> **PROBLEM**
Nothing less than an exact copy of all the records is required.

> **DATASET ENTRIES**
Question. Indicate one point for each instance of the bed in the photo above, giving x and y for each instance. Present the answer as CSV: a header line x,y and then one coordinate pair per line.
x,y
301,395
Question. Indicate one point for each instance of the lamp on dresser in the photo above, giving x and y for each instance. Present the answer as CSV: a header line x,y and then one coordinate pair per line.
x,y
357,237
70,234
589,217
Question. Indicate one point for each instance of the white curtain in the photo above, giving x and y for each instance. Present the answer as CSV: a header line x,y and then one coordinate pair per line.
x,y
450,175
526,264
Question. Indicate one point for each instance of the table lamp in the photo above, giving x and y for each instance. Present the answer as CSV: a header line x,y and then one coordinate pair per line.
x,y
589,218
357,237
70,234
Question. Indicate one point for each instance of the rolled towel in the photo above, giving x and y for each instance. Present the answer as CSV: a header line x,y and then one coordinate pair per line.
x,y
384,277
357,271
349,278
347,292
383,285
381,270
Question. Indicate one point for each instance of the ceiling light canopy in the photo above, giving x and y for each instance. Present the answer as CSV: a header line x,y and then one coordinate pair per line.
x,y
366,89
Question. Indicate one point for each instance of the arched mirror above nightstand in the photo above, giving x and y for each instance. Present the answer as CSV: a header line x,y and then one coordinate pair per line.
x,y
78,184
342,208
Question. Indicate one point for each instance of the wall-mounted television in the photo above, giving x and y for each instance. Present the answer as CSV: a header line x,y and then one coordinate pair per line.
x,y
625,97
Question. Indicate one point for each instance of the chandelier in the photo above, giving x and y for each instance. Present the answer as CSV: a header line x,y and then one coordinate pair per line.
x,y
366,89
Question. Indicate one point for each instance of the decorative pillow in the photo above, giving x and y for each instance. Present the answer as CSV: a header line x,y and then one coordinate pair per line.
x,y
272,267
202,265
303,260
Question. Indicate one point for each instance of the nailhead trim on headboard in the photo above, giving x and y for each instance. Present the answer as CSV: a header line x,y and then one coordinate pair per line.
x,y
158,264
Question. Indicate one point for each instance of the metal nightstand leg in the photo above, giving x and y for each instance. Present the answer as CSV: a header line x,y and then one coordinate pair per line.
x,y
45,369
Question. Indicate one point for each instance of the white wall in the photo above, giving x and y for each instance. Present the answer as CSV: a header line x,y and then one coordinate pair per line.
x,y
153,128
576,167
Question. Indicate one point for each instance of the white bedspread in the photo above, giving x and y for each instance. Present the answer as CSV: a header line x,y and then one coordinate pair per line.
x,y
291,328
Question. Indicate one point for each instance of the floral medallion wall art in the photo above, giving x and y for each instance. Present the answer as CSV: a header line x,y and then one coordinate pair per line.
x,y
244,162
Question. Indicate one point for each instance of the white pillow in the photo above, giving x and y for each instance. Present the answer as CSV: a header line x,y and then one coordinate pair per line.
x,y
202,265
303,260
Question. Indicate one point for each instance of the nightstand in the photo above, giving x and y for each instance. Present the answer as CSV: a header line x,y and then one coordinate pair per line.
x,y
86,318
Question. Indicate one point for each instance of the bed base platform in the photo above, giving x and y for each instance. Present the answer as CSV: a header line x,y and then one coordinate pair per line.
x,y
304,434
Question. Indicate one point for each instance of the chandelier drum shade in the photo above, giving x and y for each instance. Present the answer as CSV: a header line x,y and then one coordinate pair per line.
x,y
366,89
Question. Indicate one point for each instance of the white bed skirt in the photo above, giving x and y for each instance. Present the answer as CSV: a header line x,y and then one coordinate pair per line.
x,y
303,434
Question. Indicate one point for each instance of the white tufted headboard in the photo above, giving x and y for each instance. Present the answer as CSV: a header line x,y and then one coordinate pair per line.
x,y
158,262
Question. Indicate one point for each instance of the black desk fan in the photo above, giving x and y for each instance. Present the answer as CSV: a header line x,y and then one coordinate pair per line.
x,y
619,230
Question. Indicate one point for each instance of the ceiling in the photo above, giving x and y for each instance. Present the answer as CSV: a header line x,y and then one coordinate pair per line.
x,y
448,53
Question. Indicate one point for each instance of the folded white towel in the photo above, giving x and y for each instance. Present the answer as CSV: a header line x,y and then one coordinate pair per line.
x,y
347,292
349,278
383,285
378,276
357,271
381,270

> **RESPONSE TO THE EXERCISE**
Question. Indicate one point for each instance of the bed in the photo above, giving x and y for each instance. Present the answer as CSV: a header line x,y and then one coordinate pair per line.
x,y
301,395
Question. Indicate one point for each instance of the lamp on dresser in the photo above, giving x and y for each instance. Present the answer as CSV: a header line x,y and then one coordinate pair per line.
x,y
357,237
70,234
589,217
Question. Indicate one point for each instance of the white curtain in the photo above, giving x and y for each instance. Present the answer as CSV: a header line x,y and then one coordinate pair per line.
x,y
450,175
526,264
Question. Indicate one point for each instance of the table lamp in the photo above, giving x and y for each instance. Present the answer as CSV: a header line x,y and then one coordinate pair per line.
x,y
589,218
357,237
70,234
Question. Indicate one point for each instance of the rolled towel in the photo above, giving x and y for each instance. Present the answer as CSV: a header line x,y and then one coordinate pair per line.
x,y
384,277
357,271
349,278
347,292
383,285
381,270
Question. Indicate one point for each instance of the ceiling light canopy in the photo above, giving x and y for each instance. Present the answer as CSV: a header line x,y and then one coordinate pair per line.
x,y
366,89
Question. Indicate one point for each instance of the arched mirror above nightstand in the photo above, giving x and y for each instance. Present the answer as CSV: a header line x,y and then one coordinate pair per line.
x,y
78,184
342,208
Question. Indicate one point for each instance of the wall-mounted television in the photo above, giving x and y for each instance. Present the answer as CSV: a header line x,y and then one coordinate pair per line.
x,y
625,97
Question. Indicate one point for each instance of the chandelier in the photo above, giving x and y for each instance. Present the answer as CSV: a header line x,y and then one coordinate pair per line.
x,y
366,89
Question. Indicate one point for each instance of the decorative pillow in the photo above, giving x and y for each instance. Present the answer as CSV: a header line x,y and then one coordinate pair per line.
x,y
272,267
202,265
303,260
Question. Indicate one point for each instance of the nailhead trim on headboard in the photo above, giving x and y for each instance. Present the answer as CSV: a header line x,y and then one coordinate pair per line.
x,y
158,264
Question. Indicate one point for each instance of the metal nightstand leg in the photo above, giving x and y for each instance. Present the answer as CSV: a header line x,y and then one coordinate pair per line.
x,y
45,369
Question. Indicate one point for each instance of the white wall in the photo above, giving x and y for each instance. Present the answer as CSV: a header line x,y and then one coordinate pair per line.
x,y
153,128
576,167
Question. Indicate one point for each instance of the white bedspread in the photo above, giving x and y for each instance. Present the answer as CSV: a header line x,y and then one coordinate pair per line.
x,y
291,328
Question. Indicate one point for each instance of the floral medallion wall art in the photo above, giving x and y for each instance. Present the answer as CSV: a header line x,y and then one coordinate pair per line.
x,y
244,162
Question. Indicate one point for each instance of the white pillow in the photo above, giving x and y for each instance. Present the answer as CSV: a header line x,y and then one coordinate pair per line.
x,y
202,265
303,260
Question. Indicate one point for each instance of the nightstand in the photo above, giving x and y for each instance. Present the answer as CSV: a header line x,y and then one coordinate pair per line.
x,y
86,318
Question. Indicate one point for each instance of the bed base platform in the photo above, giving x and y for each instance. Present the answer as CSV: a header line x,y and then one coordinate pair per line.
x,y
304,434
Question. Indicate one point for each instance of the chandelier drum shade in the photo above, giving x and y for each instance. Present the answer as CSV: a header line x,y and then one coordinate pair per line.
x,y
366,89
Question. Indicate one point for each instance of the white bed skirt in the photo above, giving x and y for each instance. Present the answer as CSV: a header line x,y and then one coordinate pair per line.
x,y
303,434
Question. Indicate one point for each instance of the white tufted headboard in the photo above, giving x and y for each instance. Present the answer as CSV: a header line x,y and then one coordinate pair per line.
x,y
158,262
Question. Indicate one point for each instance of the black desk fan in the photo above, giving x and y for each instance. Present the answer as CSV: a header line x,y and then one coordinate pair per line.
x,y
619,230
Question. Indicate one point for each instance of the ceiling in the photo above, giving x and y for each instance. Present the answer as CSV: a header line x,y and then one coordinate pair per line.
x,y
448,53
Question. Indicate one point for each instance of the folded white towel in the photo above, giving x and y for each instance. Present the answer as CSV: a header line x,y and then one coordinate pair per line.
x,y
347,292
349,278
383,285
378,276
357,271
381,270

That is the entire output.